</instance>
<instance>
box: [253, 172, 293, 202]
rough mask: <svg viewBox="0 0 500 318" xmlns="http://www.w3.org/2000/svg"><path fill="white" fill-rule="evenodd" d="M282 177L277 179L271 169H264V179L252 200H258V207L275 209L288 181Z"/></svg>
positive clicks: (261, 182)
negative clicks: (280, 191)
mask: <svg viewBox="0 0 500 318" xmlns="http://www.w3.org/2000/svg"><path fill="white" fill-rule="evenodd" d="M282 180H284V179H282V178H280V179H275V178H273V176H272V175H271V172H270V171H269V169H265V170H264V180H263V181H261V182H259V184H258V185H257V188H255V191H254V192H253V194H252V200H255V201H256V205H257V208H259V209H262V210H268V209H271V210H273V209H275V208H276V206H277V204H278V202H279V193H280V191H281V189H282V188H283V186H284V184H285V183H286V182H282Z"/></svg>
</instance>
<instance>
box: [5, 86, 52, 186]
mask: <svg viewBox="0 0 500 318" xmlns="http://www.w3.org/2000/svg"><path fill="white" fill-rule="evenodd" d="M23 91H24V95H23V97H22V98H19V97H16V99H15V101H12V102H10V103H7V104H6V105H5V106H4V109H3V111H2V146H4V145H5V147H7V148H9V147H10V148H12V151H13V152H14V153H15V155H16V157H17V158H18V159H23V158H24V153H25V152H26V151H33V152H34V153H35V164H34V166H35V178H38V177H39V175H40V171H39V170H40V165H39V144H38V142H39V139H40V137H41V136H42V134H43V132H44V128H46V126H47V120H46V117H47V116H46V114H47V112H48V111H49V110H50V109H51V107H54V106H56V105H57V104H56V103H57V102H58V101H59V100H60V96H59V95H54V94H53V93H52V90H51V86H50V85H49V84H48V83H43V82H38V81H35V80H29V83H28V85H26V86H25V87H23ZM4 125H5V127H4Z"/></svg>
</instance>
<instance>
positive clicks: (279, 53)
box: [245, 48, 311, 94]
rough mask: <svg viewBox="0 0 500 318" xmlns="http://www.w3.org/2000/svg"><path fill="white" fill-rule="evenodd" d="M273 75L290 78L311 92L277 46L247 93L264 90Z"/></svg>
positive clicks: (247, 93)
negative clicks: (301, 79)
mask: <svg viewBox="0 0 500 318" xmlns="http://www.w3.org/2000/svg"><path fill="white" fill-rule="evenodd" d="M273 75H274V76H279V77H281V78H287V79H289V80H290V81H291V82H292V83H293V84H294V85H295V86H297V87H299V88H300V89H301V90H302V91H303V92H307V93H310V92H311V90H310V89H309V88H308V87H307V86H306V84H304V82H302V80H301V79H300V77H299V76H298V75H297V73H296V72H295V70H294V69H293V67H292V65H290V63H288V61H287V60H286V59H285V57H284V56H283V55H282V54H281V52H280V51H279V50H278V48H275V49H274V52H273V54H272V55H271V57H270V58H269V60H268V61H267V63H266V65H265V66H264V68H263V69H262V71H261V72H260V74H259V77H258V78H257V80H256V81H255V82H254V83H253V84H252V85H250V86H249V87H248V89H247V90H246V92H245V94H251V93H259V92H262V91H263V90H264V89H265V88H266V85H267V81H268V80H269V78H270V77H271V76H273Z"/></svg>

########

THE PROBLEM »
Reproduce without changes the lines running from the line that contains "75L290 78L311 92L277" through the end of the items, inclusive.

EXERCISE SOLUTION »
rough mask: <svg viewBox="0 0 500 318" xmlns="http://www.w3.org/2000/svg"><path fill="white" fill-rule="evenodd" d="M273 75L290 78L311 92L277 46L247 93L264 90Z"/></svg>
positive clicks: (247, 93)
negative clicks: (301, 79)
mask: <svg viewBox="0 0 500 318" xmlns="http://www.w3.org/2000/svg"><path fill="white" fill-rule="evenodd" d="M273 75H274V76H279V77H281V78H287V79H289V80H290V81H291V82H292V83H293V84H294V85H295V86H297V87H299V88H300V89H301V90H302V91H303V92H307V93H310V92H311V90H310V89H309V88H308V87H307V86H306V84H304V82H302V80H301V79H300V77H299V76H298V75H297V73H296V72H295V70H294V69H293V67H292V65H290V63H288V61H287V60H286V59H285V57H284V56H283V55H282V54H281V52H280V51H279V50H278V48H275V49H274V52H273V54H272V55H271V57H270V58H269V60H268V61H267V63H266V65H265V66H264V68H263V69H262V71H261V72H260V74H259V77H258V78H257V80H256V81H255V82H254V83H253V84H252V85H250V86H249V87H248V89H247V90H246V92H245V94H251V93H259V92H262V91H263V90H264V89H265V88H266V85H267V81H268V80H269V78H270V77H271V76H273Z"/></svg>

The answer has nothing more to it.